> REQUIRED TASK 1
Write out the FiftyOne model evaluation post word for word, from "FiftyOne is an" to "and video datasets.".
> REQUIRED TASK 2
Continue the FiftyOne model evaluation post, not the listing, beginning after its last sentence.

+++ SELECTED EXTRACT

Skip to content

FiftyOne Computer Vision Model Evaluation Tips and Tricks – Feb 03, 2023

Welcome to our weekly FiftyOne tips and tricks blog where we give practical pointers for using FiftyOne on topics inspired by discussions in the open source community. This week we’ll cover model evaluation.

Wait, what’s FiftyOne?

FiftyOne is an open source machine learning toolset that enables data science teams to improve the performance of their computer vision models by helping them curate high quality datasets, evaluate models, find mistakes, visualize embeddings, and get to production faster.

FiftyOne quick overview gif

Ok, let’s dive into this week’s tips and tricks!

A primer on model evaluations

FiftyOne provides a variety of builtin methods for evaluating your model predictions, including regressions, classifications, detections, polygons, instance and semantic segmentations, on both image and video datasets.

When you evaluate a model in FiftyOne, you get access to the standard aggregate metrics such as classification reports, confusion matrices, and PR curves for your model. In addition, FiftyOne can also record fine-grained statistics like accuracy and false positive counts at the sample-level, which you can leverage via dataset views and the FiftyOne App to interactively explore the strengths and weaknesses of your models on individual data samples.

++++++
+++ STORED ROWS

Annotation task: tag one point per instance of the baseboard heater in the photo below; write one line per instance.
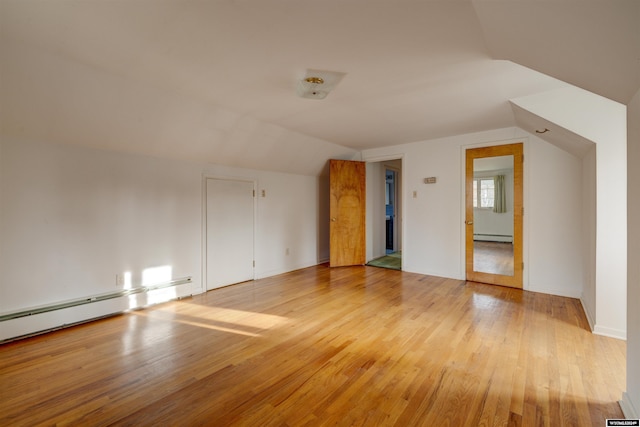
(36, 320)
(493, 238)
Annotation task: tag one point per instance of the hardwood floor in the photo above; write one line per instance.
(347, 346)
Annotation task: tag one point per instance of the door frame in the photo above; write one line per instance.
(203, 251)
(347, 220)
(470, 153)
(397, 240)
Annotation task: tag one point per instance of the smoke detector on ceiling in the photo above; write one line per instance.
(316, 84)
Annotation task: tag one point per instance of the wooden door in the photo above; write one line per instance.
(514, 278)
(230, 232)
(347, 183)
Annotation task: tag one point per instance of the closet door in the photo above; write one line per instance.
(229, 232)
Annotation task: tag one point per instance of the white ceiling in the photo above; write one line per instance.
(213, 80)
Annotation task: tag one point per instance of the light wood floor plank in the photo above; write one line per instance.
(347, 346)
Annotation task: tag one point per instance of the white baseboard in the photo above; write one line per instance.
(587, 314)
(610, 332)
(627, 407)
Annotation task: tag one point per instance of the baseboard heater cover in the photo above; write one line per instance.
(36, 320)
(493, 238)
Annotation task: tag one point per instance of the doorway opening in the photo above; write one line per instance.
(384, 214)
(493, 214)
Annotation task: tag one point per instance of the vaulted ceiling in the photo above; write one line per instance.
(214, 80)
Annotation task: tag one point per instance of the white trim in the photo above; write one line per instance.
(587, 314)
(627, 407)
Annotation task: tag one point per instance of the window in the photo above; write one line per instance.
(483, 192)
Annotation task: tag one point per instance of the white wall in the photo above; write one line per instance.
(631, 399)
(603, 122)
(589, 227)
(375, 220)
(288, 217)
(554, 214)
(435, 241)
(72, 218)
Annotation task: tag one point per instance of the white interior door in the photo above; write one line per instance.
(230, 223)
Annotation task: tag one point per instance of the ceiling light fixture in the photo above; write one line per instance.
(316, 84)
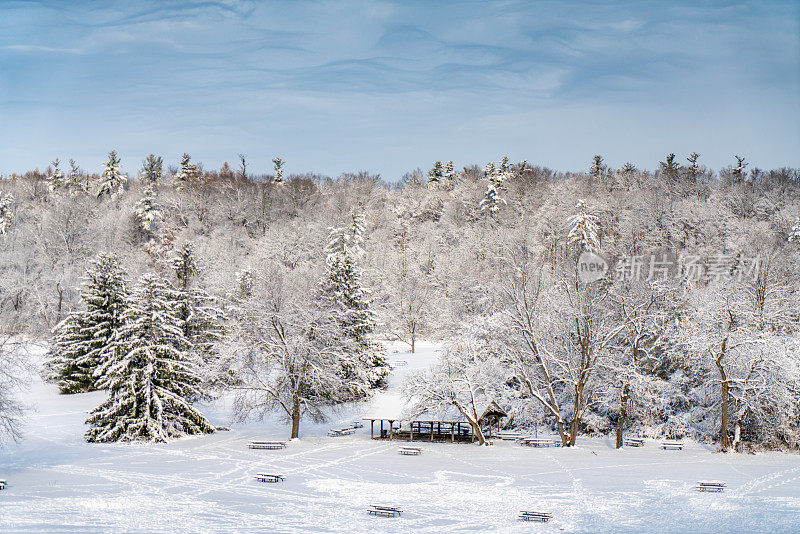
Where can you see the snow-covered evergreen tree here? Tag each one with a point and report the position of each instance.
(74, 182)
(7, 218)
(794, 233)
(355, 242)
(152, 169)
(450, 174)
(112, 181)
(152, 376)
(693, 170)
(56, 177)
(492, 200)
(84, 340)
(738, 169)
(584, 230)
(342, 296)
(505, 165)
(147, 213)
(188, 172)
(598, 168)
(436, 173)
(670, 168)
(245, 280)
(278, 179)
(201, 319)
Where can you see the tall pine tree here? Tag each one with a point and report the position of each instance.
(152, 377)
(84, 340)
(200, 319)
(342, 296)
(112, 181)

++++++

> EXPECTED OUTPUT 1
FiftyOne is an open source machine learning toolset that enables data science teams to improve the performance of their computer vision models by helping them curate high quality datasets, evaluate models, find mistakes, visualize embeddings, and get to production faster.

FiftyOne quick overview gif

Ok, let’s dive into this week’s tips and tricks!

A primer on model evaluations

FiftyOne provides a variety of builtin methods for evaluating your model predictions, including regressions, classifications, detections, polygons, instance and semantic segmentations, on both image and video datasets.

> EXPECTED OUTPUT 2
FiftyOne’s model evaluation methods are conveniently exposed as methods on all Dataset and DatasetView objects, which means that you can evaluate entire datasets or specific views into them via the same syntax.

Continue reading for some tips and tricks to help you master evaluations in FiftyOne!

Task-specific evaluation methods

In FiftyOne, the Evaluation API supports common computer vision tasks like object detection and classification with default evaluation methods that implement some of the standard routines in the field. For standard object detection, for instance, the default evaluation style is MS COCO. In most other cases, the default evaluation style is denoted "simple". If the default style for a given task is what you are looking for, then there is no need to specify the method argument.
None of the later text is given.